- [GOAL]: Report how many lines in the entries below contain the string "stone", giving only the number.

--- --- ---

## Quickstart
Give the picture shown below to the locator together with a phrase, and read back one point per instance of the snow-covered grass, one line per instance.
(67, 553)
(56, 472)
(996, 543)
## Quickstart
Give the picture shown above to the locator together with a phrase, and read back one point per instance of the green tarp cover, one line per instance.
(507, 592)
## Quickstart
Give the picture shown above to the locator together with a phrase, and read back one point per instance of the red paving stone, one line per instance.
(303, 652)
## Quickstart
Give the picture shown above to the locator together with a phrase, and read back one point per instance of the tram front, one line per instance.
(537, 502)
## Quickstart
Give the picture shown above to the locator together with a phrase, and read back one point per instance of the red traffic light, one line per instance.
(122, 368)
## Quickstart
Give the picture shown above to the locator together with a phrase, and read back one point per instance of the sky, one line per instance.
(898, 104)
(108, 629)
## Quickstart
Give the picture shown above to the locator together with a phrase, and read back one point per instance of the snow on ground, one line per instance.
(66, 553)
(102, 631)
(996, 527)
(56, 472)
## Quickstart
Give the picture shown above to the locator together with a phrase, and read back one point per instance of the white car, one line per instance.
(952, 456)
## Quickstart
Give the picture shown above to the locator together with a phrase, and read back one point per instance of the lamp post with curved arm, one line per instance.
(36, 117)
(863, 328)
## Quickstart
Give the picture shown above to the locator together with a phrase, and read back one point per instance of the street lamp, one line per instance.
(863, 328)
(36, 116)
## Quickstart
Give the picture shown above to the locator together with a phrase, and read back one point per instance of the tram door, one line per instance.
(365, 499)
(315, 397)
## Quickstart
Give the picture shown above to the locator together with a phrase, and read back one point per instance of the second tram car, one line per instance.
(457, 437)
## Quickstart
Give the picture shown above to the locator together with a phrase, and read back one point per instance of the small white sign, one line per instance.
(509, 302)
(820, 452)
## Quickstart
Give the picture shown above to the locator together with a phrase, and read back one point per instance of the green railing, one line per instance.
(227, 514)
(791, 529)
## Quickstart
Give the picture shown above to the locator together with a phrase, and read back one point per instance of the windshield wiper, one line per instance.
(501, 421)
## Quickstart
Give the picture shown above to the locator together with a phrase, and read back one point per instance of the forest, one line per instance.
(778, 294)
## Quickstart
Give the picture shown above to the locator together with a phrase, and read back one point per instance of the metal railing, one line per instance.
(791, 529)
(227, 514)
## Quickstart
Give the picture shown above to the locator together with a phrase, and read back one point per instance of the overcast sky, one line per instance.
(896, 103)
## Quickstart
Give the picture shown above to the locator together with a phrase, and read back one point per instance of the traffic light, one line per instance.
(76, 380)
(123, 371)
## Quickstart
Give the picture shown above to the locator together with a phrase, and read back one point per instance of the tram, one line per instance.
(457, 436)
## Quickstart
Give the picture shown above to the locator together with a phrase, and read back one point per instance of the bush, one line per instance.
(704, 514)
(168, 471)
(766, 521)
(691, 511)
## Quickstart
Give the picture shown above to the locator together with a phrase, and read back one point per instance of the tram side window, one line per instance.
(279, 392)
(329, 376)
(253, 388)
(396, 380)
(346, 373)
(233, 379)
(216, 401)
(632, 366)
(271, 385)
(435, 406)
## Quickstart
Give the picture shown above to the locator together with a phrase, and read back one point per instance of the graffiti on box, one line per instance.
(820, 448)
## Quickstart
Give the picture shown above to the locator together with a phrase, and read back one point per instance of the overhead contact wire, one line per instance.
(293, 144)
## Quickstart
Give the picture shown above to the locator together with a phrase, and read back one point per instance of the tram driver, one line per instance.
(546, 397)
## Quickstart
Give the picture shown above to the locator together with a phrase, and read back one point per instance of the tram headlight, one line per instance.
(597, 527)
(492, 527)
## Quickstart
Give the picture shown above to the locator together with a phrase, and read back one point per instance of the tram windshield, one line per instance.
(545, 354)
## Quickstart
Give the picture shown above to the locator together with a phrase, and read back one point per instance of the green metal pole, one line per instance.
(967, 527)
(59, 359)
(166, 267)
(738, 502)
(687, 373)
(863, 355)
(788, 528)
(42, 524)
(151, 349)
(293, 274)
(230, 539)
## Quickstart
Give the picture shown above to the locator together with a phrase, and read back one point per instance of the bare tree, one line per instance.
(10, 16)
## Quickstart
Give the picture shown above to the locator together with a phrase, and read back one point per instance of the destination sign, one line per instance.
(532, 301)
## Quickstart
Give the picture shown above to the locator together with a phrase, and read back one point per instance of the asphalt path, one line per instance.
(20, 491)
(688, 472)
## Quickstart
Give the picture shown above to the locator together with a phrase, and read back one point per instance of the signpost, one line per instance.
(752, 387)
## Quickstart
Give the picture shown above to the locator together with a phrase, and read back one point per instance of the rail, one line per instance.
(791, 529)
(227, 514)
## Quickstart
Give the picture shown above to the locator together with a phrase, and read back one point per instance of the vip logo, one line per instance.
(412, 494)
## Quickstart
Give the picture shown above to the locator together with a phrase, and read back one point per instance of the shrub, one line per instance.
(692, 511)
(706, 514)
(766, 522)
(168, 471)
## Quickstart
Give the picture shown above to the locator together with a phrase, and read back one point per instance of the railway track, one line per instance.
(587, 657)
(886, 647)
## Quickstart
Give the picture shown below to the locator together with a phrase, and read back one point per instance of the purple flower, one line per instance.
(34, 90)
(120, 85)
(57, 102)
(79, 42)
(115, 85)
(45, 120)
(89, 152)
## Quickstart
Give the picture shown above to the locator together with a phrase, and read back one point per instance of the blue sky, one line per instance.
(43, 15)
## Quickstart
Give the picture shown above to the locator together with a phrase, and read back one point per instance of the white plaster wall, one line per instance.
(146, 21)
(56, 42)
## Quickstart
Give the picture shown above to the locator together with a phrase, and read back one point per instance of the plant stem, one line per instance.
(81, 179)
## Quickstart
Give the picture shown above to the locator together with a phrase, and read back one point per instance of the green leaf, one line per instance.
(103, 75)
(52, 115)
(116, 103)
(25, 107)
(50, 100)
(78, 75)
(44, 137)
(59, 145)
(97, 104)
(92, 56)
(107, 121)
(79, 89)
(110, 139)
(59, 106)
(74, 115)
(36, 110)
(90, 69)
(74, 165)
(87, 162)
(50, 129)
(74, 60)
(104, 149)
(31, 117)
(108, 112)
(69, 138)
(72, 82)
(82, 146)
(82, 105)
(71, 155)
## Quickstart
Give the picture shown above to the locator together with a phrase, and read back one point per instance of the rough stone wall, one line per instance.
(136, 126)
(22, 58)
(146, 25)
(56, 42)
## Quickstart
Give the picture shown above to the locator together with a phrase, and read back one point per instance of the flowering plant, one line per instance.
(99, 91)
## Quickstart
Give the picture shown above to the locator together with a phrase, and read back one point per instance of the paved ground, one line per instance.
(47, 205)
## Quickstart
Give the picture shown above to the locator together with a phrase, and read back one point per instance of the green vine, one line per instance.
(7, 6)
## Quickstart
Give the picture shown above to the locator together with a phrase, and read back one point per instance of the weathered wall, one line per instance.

--- --- ---

- [EXERCISE RESULT]: 2